§ Tasks to carry out:
1. Based on the ODrive forum post below, explain in one to three sentences why the poster hopes to recover energy during deceleration.
2. Reproduce the stretch of the ODrive forum post from "Driving, decelerating, and" through "of the problem.".

* START Text section *

Driving, decelerating, and generating modes in the GUI

Hello ODrive community,

we have a somewhat unusual rotating system, and I have some more detailed questions about certain aspects of the ODrive Micro to ask later, but let me start with the most basic facts of the problem.

We have a large rotating mass that is externally accelerated from zero, rotates for a while, and then is externally stopped. We intend to add a small motor geared to the mass that would reduce some of the perturbations in the rotation that are introduced by the non-ideal external drive. So with respect to the load, we want to be able to accelerate it and decelerate it by small amounts. AND, since our small motor is battery operated, we would like if possible to recover some of the energy during deceleration, especially the end-of-operation deceleration. There are other considerations, but that’s one half of the nutshell explanation.

The other half is that we want to do as many upfront experiments as possible using the GUI interface before we have to dive in and learn the odrive API interface with its hundreds of commands.

* END Text section *
* START Dataset section *

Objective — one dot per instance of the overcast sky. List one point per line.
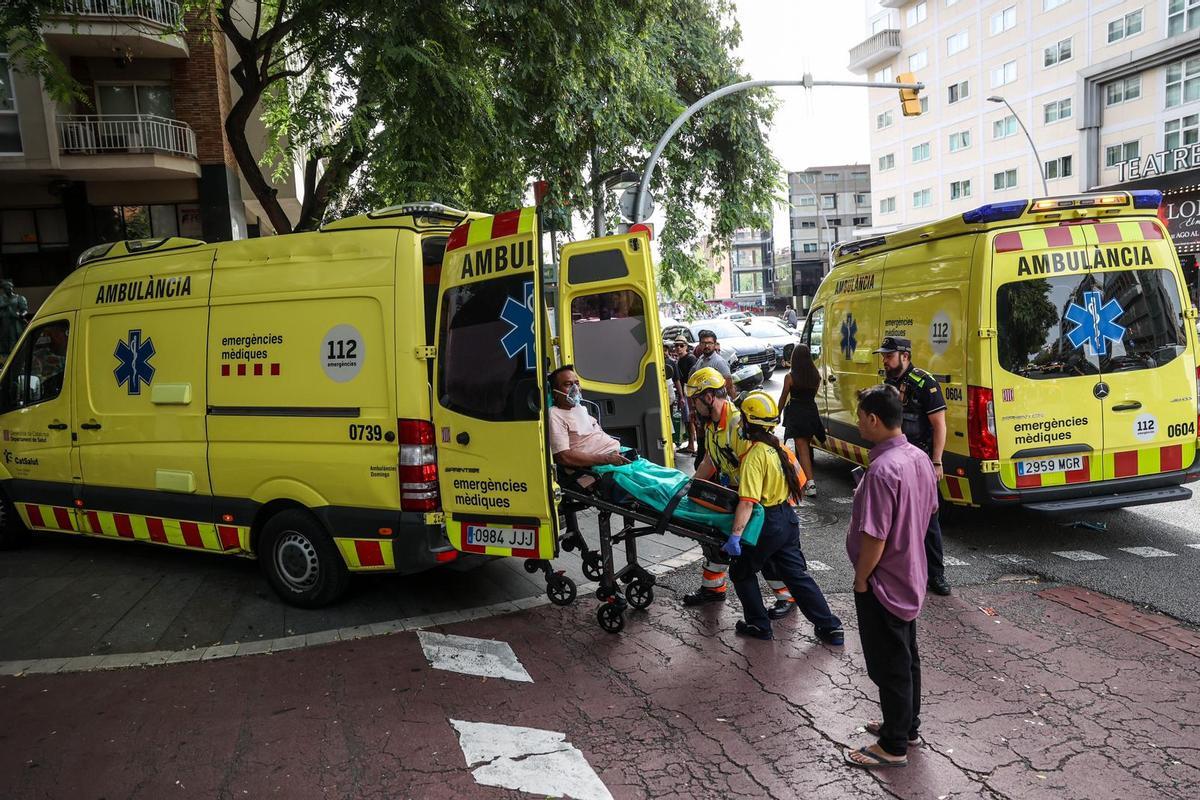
(785, 38)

* END Dataset section *

§ Task answers:
1. The small motor to be geared to the rotating mass is battery operated. Recovering some energy during deceleration, especially the end-of-operation deceleration, would therefore be desirable.

2.
Driving, decelerating, and generating modes in the GUI

Hello ODrive community,

we have a somewhat unusual rotating system, and I have some more detailed questions about certain aspects of the ODrive Micro to ask later, but let me start with the most basic facts of the problem.